**Point-per-instance localization data**.
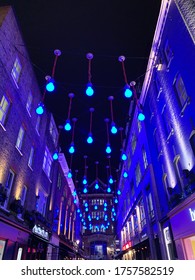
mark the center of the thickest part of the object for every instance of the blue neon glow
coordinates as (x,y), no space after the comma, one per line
(40,109)
(89,139)
(125,174)
(113,129)
(141,117)
(85,190)
(69,174)
(67,125)
(119,192)
(55,156)
(111,181)
(84,180)
(71,149)
(124,156)
(89,89)
(128,92)
(50,86)
(97,186)
(108,149)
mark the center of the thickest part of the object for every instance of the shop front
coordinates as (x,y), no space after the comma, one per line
(182,219)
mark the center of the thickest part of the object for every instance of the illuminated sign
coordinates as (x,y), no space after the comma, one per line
(127,245)
(192,214)
(40,231)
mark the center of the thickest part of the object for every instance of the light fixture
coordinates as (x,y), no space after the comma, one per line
(89,89)
(90,137)
(85,171)
(113,126)
(108,148)
(96,183)
(50,84)
(140,115)
(67,125)
(127,90)
(110,179)
(72,148)
(123,154)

**PROBLEM TO WORK ON**.
Each line of the data must be transcribed exactly; pictures are not carried over.

**PROBLEM SOLUTION**.
mark the center of the thickest part of the object for every instance of the blue neon glow
coordinates as (x,y), no space after the comma, one per line
(40,109)
(89,139)
(125,174)
(113,129)
(141,117)
(85,190)
(69,174)
(67,125)
(119,192)
(55,156)
(111,181)
(84,180)
(71,149)
(124,156)
(89,89)
(128,92)
(50,86)
(97,186)
(108,149)
mark the center of the thickest part of the object for every instance of the shop front
coordinates as (x,y), no space after the comma, one per line
(182,219)
mark the center of the thickest part of the object for every instance of the illuminated sign
coordinates as (x,y), no space after the comma, one per line
(127,245)
(192,214)
(40,231)
mark the center of the thickest part of the object for every instance of the light fixture
coordinates as (x,y), no space after the comma, one per line
(89,89)
(90,137)
(85,171)
(113,126)
(108,148)
(96,183)
(50,84)
(140,115)
(67,125)
(127,90)
(110,179)
(72,148)
(123,154)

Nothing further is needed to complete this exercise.